▶ **EXERCISE DIRECTIONS**:
The pictures are to be omitted when the entries are reproduced exactly.

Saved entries
'''

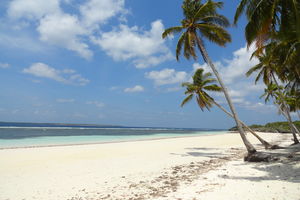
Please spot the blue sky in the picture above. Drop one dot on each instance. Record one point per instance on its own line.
(104, 62)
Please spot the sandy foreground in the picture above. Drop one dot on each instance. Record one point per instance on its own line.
(191, 168)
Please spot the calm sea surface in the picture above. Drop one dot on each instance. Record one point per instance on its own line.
(44, 136)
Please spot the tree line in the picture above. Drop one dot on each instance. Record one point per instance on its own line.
(273, 26)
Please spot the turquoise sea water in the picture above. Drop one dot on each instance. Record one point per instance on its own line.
(37, 136)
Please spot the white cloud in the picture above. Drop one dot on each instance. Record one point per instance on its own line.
(20, 42)
(64, 30)
(96, 12)
(44, 71)
(136, 88)
(4, 65)
(65, 100)
(145, 48)
(32, 9)
(167, 76)
(96, 103)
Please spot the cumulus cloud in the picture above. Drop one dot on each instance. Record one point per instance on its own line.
(96, 103)
(4, 65)
(32, 9)
(96, 12)
(64, 30)
(167, 76)
(44, 71)
(144, 48)
(136, 88)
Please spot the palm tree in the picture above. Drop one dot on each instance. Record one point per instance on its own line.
(202, 21)
(274, 91)
(275, 23)
(270, 19)
(203, 82)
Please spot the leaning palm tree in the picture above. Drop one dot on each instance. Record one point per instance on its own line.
(273, 91)
(202, 21)
(203, 82)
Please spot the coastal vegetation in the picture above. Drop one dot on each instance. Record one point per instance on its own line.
(203, 82)
(202, 21)
(273, 26)
(273, 127)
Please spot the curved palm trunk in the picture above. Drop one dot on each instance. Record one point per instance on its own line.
(292, 126)
(249, 146)
(286, 114)
(263, 142)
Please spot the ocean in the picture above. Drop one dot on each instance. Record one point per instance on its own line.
(32, 135)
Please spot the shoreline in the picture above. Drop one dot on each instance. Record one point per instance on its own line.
(184, 168)
(113, 142)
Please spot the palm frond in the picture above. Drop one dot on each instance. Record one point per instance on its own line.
(172, 30)
(187, 99)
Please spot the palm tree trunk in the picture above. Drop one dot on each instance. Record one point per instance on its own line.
(289, 119)
(249, 146)
(286, 113)
(263, 142)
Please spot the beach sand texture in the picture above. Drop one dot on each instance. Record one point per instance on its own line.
(204, 167)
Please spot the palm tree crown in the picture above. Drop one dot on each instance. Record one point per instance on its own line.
(202, 82)
(199, 19)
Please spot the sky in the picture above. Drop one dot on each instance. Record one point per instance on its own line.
(104, 62)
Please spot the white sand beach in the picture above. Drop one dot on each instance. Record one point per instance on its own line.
(204, 167)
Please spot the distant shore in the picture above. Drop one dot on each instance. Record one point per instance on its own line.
(113, 142)
(148, 169)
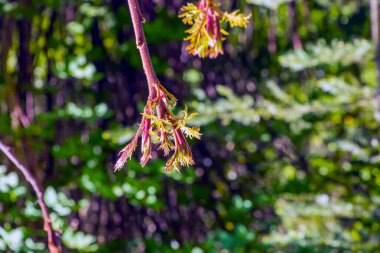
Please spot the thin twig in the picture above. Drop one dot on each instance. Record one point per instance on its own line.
(375, 30)
(137, 20)
(53, 238)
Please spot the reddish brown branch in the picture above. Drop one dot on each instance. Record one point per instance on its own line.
(297, 44)
(53, 238)
(137, 20)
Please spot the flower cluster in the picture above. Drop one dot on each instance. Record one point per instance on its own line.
(159, 125)
(206, 34)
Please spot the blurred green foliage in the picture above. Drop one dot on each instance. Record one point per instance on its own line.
(289, 157)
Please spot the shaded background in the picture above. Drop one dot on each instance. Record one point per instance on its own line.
(289, 157)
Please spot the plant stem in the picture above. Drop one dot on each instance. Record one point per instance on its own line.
(137, 20)
(375, 30)
(53, 238)
(297, 44)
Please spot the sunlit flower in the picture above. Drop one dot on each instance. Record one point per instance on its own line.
(206, 34)
(159, 125)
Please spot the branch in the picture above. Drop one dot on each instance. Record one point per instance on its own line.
(137, 20)
(53, 238)
(375, 30)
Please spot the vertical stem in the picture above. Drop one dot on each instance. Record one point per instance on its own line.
(272, 46)
(297, 44)
(137, 20)
(53, 239)
(374, 9)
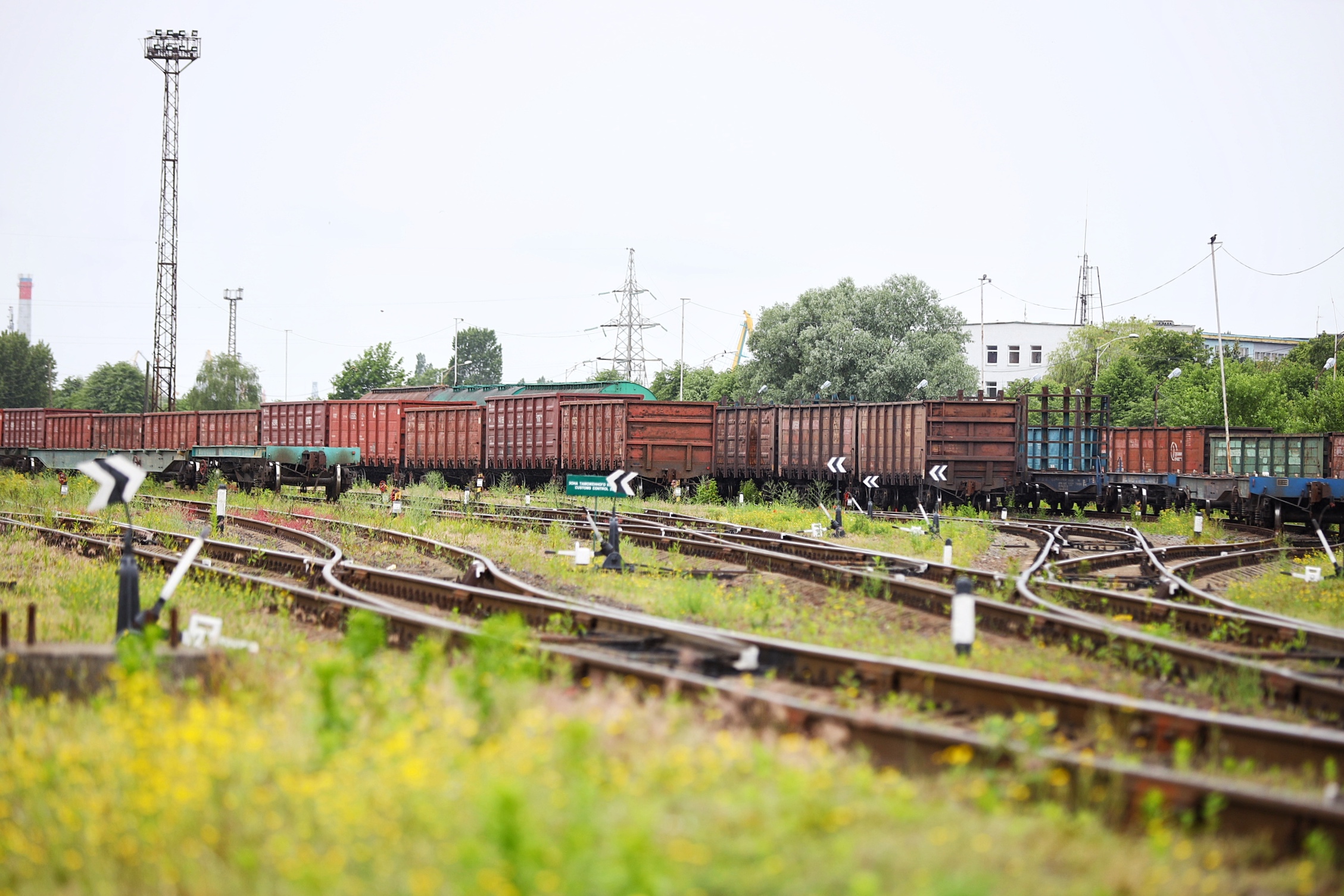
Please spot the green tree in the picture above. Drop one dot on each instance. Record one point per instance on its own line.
(480, 358)
(699, 383)
(375, 369)
(1315, 351)
(27, 371)
(1160, 351)
(875, 343)
(69, 391)
(429, 375)
(1321, 410)
(1074, 360)
(223, 383)
(1131, 390)
(114, 389)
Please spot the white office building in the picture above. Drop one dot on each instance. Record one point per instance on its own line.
(1012, 351)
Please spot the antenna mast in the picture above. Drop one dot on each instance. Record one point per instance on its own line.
(629, 326)
(233, 297)
(171, 51)
(1089, 288)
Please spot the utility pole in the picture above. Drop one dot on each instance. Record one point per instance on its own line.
(629, 326)
(681, 389)
(1222, 363)
(1083, 311)
(984, 279)
(456, 321)
(171, 51)
(233, 297)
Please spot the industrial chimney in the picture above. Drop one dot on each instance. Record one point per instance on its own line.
(26, 305)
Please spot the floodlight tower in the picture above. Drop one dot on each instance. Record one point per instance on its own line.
(171, 51)
(233, 297)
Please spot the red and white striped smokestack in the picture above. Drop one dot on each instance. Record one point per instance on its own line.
(26, 305)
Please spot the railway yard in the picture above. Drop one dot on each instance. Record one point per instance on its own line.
(1146, 707)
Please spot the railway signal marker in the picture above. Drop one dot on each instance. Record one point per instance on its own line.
(620, 483)
(117, 479)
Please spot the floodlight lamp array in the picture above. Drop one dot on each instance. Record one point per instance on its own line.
(173, 45)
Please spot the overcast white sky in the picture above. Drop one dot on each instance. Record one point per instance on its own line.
(372, 171)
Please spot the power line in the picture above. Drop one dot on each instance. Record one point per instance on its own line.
(1287, 274)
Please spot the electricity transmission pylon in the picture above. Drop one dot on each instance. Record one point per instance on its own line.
(629, 327)
(233, 297)
(171, 51)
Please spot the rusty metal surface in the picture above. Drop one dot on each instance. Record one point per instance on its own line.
(69, 430)
(592, 436)
(523, 432)
(171, 430)
(811, 436)
(27, 426)
(893, 442)
(1280, 819)
(374, 427)
(977, 439)
(447, 437)
(112, 432)
(229, 427)
(295, 423)
(670, 439)
(744, 442)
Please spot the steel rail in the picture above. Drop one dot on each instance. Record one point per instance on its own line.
(1316, 635)
(1283, 819)
(824, 666)
(1039, 620)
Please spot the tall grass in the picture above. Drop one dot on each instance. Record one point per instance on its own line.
(585, 793)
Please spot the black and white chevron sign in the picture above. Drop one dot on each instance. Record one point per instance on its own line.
(117, 479)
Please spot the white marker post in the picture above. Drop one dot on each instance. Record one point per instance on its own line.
(582, 554)
(963, 617)
(221, 507)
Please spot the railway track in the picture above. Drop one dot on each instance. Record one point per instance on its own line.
(912, 745)
(1023, 613)
(1054, 611)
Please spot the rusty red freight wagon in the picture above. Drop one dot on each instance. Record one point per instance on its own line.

'''

▶ **PROBLEM SOLUTION**:
Please spot the blue sky in the picture above. Drop one dot on each instance. Record one point per instance on its own line.
(104, 62)
Please spot the sandy foreground in the picture above. Drop one dot on each instance. Record one point per instance on its own line.
(191, 168)
Please spot the calm sea surface in the picture above. Drop one dot on each instance. Record one point per instance on its own line.
(44, 136)
Please spot the tree line in the picture above. Drop one dot on each instance. Record one point per instance on its own line.
(273, 26)
Please spot the turquoise sea water in the picture above. Drop one dot on each instance. Record one point per instance on its own line.
(37, 136)
Please spot the white cloud in the picture above. Drop one dot on each instance. Record one point per instance on its own line.
(20, 42)
(64, 30)
(96, 12)
(44, 71)
(136, 88)
(4, 65)
(65, 100)
(145, 48)
(32, 9)
(167, 76)
(96, 103)
Please spot the cumulus cloud in the picture above. Drop one dot on each instance. Record one point per instance on its own line.
(96, 103)
(4, 65)
(32, 9)
(96, 12)
(64, 30)
(167, 76)
(44, 71)
(144, 48)
(136, 88)
Please spot the palm tree in the picture above. Drop one dot on each instance. Record one point per instance on its own line.
(202, 21)
(274, 91)
(275, 23)
(270, 19)
(203, 82)
Please spot the leaning palm tree in the picture above. Drop one dot on each instance. Record one point per instance on its own line.
(273, 91)
(202, 21)
(203, 82)
Please spot the coastal vegetation in the picture above. Drop one dot on each instance. Record one point per instance on its own line.
(203, 82)
(202, 21)
(273, 26)
(273, 127)
Please spot the curved palm trunk in the picture above. Drop one dot on each instance. Record one point per instance on its own line.
(292, 126)
(249, 146)
(286, 114)
(263, 142)
Please spot the ocean in the picture above. Drop one dot on each instance. Record one point per instance on its own line.
(32, 135)
Please spot the shoreline in the picture above. Drop one dot on each instance. Record one point per instance on its own line.
(184, 168)
(113, 142)
Please spot the palm frond in the picture above. Drop one dot on each instance. Record one point per instance on its own line.
(172, 30)
(187, 99)
Please spot the palm tree trunk in the picture above. Drop one dot on each instance. Record one point per instance on its own line.
(289, 119)
(249, 146)
(286, 113)
(263, 142)
Please spot the beach sand texture in the picture above. Drop one dot on each instance. Record one point per instance on its own line.
(204, 167)
Please spot the palm tree crown in the picture above. Drop one dot on each instance. Record one point per instance on its own line.
(202, 82)
(199, 19)
Please spot the sky in the picture above. Drop one dot on each instance. Record one point per instance on its own line.
(104, 62)
Please spot the white sand beach in the picture above. Drop one dot on each instance. Record one point per instance on its own line.
(204, 167)
Please spot the distant shore in the picture above. Drop one dot on each instance. Record one point per instance on its own line.
(113, 142)
(148, 169)
Please spot the thin twig in the picture above. Drop one dot on each instance. Record one point per instance on its own line.
(375, 30)
(137, 20)
(53, 238)
Please spot the reddish brown branch in the picture above. Drop one dot on each instance. Record one point per instance on its own line.
(297, 44)
(53, 238)
(137, 20)
Please spot the flower cluster in the picture above. Drop one dot on each instance. Record one point per instance on its own line.
(159, 125)
(206, 34)
Please spot the blurred green foliage in the picture above. Drop one dot on each instance. Record one point per instance on its own line.
(289, 157)
Please spot the shaded background in the picture above. Drop one dot on each instance. Record one point per instance on its own line.
(289, 157)
Please spot the plant stem in the picture above. Drop one dot on each instance. Record one point per instance on its own line.
(137, 20)
(375, 30)
(53, 238)
(297, 44)
Please spot the sunlit flower in the picture above. Drop one dot on each instance. Record one point per instance on its own line.
(206, 34)
(159, 125)
Please spot the branch in the picture above. Drop one dot on each instance. Record one point per instance on its own line.
(137, 20)
(53, 238)
(375, 30)
Please spot the vertical stem in the picture above. Drop one dot on each instance. Record one point per instance on its own line.
(272, 46)
(297, 44)
(137, 20)
(53, 239)
(374, 9)
Please spot the green tree in the picture above. Drop one dot on each instance. Record one point per instance on its own line.
(480, 358)
(699, 383)
(375, 369)
(1315, 351)
(27, 371)
(1160, 351)
(875, 343)
(69, 391)
(429, 375)
(1321, 410)
(1074, 360)
(223, 383)
(1131, 390)
(114, 389)
Please spot the white office building in the picture above. Drop one dot on each instance. Record one point per instance on its own line.
(1012, 351)
Please spot the antenna mast in the picture above. Drop one dot on each instance. Record one point per instance on its own line.
(629, 326)
(233, 297)
(171, 51)
(1089, 288)
Please spot the utility pole in the picture above. Drop one dot on each instance. Record one point per instance on its own line.
(629, 326)
(681, 389)
(1222, 363)
(1083, 311)
(984, 279)
(456, 321)
(171, 51)
(233, 297)
Please spot the industrial chimney in the picture above. Drop one dot on each instance. Record one point per instance on its own line.
(26, 305)
Please spot the floodlight tower in the picture above. Drop one dot on each instance. Record one point per instance on its own line.
(171, 51)
(233, 297)
Please spot the red and white striped smokestack in the picture above. Drop one dot on each instance. Record one point per instance on its own line.
(26, 305)
Please spot the railway yard in the picture above. Drop one dot on each instance. Record one point per instance on its own line.
(1146, 707)
Please spot the railway signal marker in the picture above. Drop one dot on each instance. Record one point per instance on its own line.
(620, 483)
(117, 479)
Please spot the floodlight lamp array in the picture above. Drop one dot on each instance. Record one point per instance on its own line.
(173, 45)
Please spot the overcast white sky in the picture above. Drop one dot on each instance. Record one point per instance on its own line.
(372, 171)
Please spot the power line in the picture above. Drop one dot on each instance. Record one point per instance on its own line.
(1287, 274)
Please spot the electricity transmission pylon in the picture above. Drop one dot on each instance. Record one point per instance on its own line.
(629, 327)
(233, 297)
(171, 51)
Please spot the rusty metal surface in the picture above. Drop one dot on each instance. Record one point per instance on its own line.
(69, 430)
(592, 436)
(523, 432)
(171, 430)
(811, 436)
(27, 426)
(893, 442)
(1280, 819)
(374, 427)
(977, 439)
(447, 437)
(112, 432)
(229, 427)
(295, 423)
(670, 439)
(744, 442)
Please spot the steel rail in the picture above. Drop one dot on each instance. Record one point per instance on its own line.
(1316, 635)
(1283, 819)
(824, 666)
(1039, 620)
Please spot the tall grass in the picture above. Drop one dot on each instance. Record one point per instance on its own line.
(585, 793)
Please spot the black and white chevron sign in the picture above. Drop one dot on each instance. Record one point per instance on its own line.
(117, 479)
Please spot the white marker post in the picture above. Drop one dot on each instance. Record one point per instance on its own line.
(582, 554)
(963, 617)
(221, 507)
Please spot the railway track in the picture above. Drop one dot on each instance. Record one point per instance on its own line.
(912, 745)
(1023, 613)
(1054, 611)
Please spot the rusty red freight wagon in the picture above. Drop one dot on each instance. Record one point per instance on its own line.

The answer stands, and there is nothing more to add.